◆ **WORK REQUIRED**:
Please show every line of the records below that contains the string "graffiti", matching its case.
-- BEGIN INFORMATION PROVIDED --
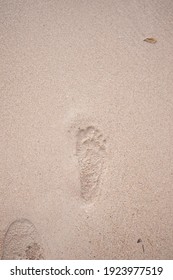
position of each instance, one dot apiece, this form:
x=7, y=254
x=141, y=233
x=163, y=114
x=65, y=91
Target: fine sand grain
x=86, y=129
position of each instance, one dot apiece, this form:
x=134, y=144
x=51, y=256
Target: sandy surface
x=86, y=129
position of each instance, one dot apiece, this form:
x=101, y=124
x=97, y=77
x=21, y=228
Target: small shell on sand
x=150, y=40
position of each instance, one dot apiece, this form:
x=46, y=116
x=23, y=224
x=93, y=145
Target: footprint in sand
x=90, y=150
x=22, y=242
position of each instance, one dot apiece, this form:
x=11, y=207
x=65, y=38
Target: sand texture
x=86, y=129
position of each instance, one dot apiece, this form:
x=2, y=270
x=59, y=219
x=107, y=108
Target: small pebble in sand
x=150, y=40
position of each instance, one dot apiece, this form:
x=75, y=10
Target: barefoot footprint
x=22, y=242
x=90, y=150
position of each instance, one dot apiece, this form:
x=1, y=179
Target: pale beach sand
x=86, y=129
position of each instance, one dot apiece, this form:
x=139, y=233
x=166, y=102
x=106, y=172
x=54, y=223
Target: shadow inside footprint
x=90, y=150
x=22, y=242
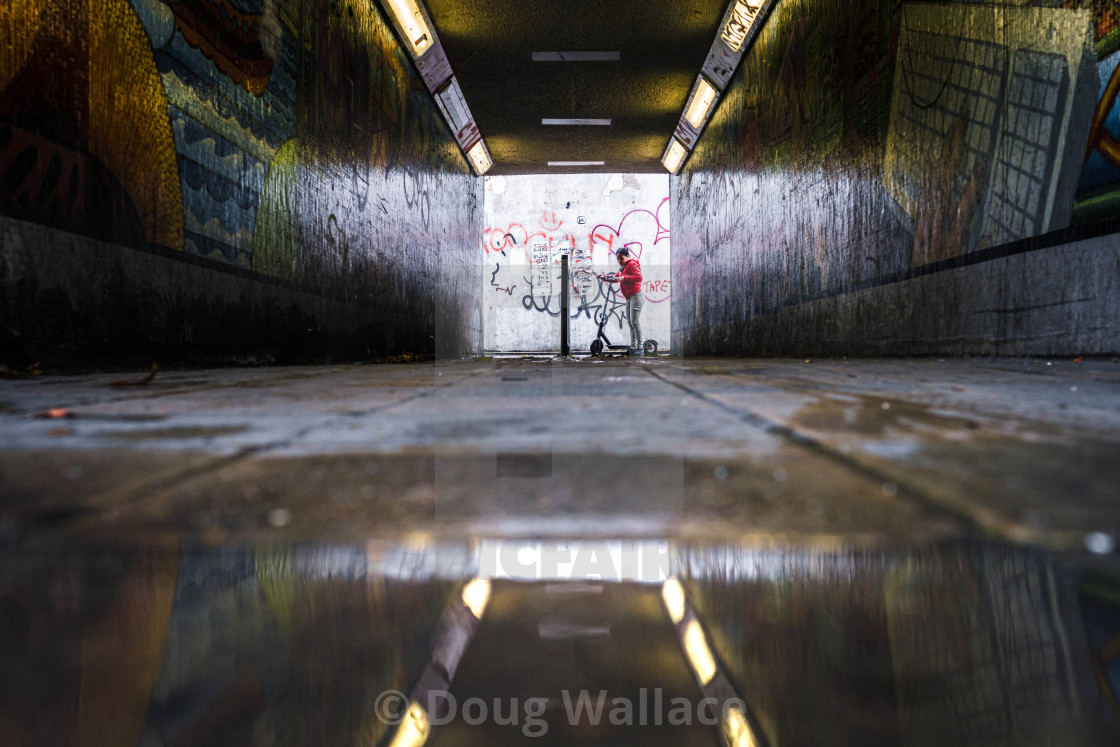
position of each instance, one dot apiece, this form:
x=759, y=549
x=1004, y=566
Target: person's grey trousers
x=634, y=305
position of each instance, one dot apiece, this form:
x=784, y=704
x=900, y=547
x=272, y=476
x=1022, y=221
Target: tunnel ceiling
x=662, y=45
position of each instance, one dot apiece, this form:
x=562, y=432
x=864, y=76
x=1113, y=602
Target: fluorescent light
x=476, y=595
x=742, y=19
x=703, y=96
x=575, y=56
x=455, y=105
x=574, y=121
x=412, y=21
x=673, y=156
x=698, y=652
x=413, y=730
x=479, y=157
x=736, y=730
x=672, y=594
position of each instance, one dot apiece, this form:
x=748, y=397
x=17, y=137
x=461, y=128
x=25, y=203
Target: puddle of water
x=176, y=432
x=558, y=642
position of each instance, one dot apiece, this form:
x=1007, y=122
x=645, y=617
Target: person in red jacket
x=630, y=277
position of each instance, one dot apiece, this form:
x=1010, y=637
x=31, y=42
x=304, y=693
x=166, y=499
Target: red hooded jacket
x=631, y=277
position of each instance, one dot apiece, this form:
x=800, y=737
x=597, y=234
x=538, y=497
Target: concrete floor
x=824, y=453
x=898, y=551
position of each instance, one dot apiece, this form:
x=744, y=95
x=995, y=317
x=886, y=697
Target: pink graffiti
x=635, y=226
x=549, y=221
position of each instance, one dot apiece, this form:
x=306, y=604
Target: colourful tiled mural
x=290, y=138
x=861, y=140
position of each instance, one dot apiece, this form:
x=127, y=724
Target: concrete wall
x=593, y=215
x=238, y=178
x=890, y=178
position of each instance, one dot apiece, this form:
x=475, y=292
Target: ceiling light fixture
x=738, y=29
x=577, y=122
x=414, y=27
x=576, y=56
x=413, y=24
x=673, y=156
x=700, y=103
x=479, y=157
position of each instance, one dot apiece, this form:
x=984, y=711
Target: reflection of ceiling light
-- END INFORMATION PROVIDED --
-- BEGIN INFORMATION PROVIDED --
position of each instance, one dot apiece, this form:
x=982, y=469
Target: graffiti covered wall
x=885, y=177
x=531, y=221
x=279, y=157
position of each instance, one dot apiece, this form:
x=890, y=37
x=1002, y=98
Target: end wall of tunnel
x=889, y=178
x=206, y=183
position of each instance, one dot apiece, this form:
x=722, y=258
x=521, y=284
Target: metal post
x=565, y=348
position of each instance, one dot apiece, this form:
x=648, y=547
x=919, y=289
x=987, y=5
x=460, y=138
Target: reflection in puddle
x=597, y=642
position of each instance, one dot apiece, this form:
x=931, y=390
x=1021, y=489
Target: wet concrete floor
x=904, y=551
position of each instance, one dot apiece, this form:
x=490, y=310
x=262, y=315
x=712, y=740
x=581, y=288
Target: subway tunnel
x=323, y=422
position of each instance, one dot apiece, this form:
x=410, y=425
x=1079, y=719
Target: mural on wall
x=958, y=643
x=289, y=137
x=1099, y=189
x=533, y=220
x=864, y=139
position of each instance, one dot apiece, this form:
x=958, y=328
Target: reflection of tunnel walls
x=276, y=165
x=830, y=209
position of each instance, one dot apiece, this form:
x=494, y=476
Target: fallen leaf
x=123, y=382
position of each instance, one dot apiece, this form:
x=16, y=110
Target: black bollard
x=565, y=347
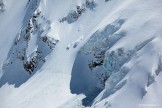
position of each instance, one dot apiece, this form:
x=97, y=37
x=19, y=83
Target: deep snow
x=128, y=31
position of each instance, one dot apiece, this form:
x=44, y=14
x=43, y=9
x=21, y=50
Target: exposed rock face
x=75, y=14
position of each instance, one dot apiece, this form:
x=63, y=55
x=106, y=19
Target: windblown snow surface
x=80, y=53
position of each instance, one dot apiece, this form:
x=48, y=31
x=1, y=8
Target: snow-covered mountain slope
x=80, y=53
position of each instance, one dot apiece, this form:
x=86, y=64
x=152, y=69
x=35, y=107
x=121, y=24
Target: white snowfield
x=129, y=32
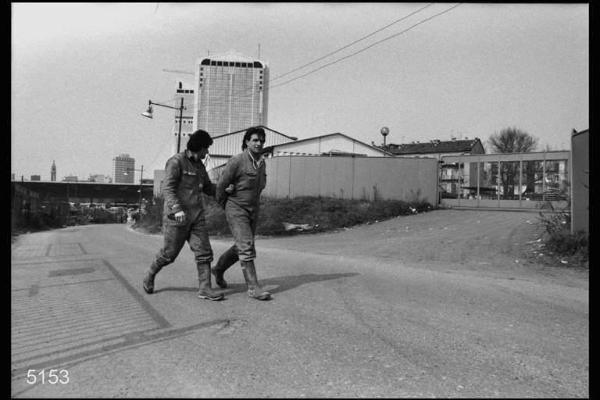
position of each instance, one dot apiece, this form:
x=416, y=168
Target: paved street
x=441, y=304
-- END INFORMATION PROVIDED --
◆ **WRITTEN SOLUTION**:
Target: pink graffiti
Target: graffiti covered wall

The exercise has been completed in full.